MATERIAL PROVIDED.
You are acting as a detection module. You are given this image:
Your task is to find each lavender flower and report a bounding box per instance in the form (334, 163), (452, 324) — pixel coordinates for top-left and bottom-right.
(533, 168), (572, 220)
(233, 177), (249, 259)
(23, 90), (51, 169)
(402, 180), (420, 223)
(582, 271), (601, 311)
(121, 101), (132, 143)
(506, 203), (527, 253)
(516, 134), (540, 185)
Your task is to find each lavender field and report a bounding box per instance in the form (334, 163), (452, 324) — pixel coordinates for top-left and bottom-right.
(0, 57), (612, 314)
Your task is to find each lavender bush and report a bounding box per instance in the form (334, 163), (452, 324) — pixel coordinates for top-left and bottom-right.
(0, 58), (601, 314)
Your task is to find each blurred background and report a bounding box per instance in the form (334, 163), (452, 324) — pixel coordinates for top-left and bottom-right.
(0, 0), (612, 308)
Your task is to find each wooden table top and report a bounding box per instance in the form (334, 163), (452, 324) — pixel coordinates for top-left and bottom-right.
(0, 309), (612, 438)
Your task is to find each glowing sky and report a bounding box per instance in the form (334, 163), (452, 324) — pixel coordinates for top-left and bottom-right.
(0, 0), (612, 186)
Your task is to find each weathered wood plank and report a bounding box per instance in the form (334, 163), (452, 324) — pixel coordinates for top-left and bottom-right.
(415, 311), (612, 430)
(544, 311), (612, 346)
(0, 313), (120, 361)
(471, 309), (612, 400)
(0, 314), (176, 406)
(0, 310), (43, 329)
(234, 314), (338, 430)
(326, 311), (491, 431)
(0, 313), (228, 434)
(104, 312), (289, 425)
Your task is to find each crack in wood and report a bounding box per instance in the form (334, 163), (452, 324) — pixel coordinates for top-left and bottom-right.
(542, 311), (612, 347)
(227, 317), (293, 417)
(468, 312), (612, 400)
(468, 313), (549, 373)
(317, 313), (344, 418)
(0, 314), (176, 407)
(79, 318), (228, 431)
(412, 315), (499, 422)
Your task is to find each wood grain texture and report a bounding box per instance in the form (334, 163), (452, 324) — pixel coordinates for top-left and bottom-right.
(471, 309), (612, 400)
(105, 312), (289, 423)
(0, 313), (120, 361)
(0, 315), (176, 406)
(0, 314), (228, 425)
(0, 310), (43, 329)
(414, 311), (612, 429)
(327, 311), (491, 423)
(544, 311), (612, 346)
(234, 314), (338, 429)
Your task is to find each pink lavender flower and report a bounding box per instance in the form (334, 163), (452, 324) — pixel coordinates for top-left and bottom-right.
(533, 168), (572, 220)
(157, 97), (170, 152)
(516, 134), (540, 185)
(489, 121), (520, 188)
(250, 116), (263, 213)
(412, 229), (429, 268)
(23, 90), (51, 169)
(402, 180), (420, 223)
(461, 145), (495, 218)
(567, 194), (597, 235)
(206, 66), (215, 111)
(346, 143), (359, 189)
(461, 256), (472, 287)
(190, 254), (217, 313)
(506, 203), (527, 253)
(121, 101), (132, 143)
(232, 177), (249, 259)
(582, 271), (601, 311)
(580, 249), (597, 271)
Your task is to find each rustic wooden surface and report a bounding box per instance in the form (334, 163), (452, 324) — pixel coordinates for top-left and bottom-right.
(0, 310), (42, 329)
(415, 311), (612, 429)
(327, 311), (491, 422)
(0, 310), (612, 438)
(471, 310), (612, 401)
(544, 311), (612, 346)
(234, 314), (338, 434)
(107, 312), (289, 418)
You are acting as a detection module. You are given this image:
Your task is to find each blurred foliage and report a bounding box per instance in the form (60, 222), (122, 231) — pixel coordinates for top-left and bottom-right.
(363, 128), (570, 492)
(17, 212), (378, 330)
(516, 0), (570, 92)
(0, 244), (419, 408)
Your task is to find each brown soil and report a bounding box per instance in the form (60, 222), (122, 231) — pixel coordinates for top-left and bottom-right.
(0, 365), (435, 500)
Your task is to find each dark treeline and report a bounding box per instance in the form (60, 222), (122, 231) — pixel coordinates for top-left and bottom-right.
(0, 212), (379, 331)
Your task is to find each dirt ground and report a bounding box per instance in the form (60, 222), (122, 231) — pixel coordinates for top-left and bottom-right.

REQUIRED WORK. Include both ends. Return the line holding "Your task is to find each brown" and all lines after it in the records above, exactly as written.

OUTPUT FOR THIS EXERCISE.
Your task is to find each brown soil and report a bounding box per instance in the form (60, 222), (122, 231) — pixel coordinates for top-left and bottom-right.
(0, 365), (435, 500)
Your task is to find each dark treeline and report a bounding box per instance in the form (60, 222), (122, 231) — pixel coordinates for top-left and bottom-right.
(0, 212), (379, 331)
Your task is to find each dirt ground and report a bounding box per instance in the form (60, 222), (122, 231) — pixel coordinates for top-left and bottom-right.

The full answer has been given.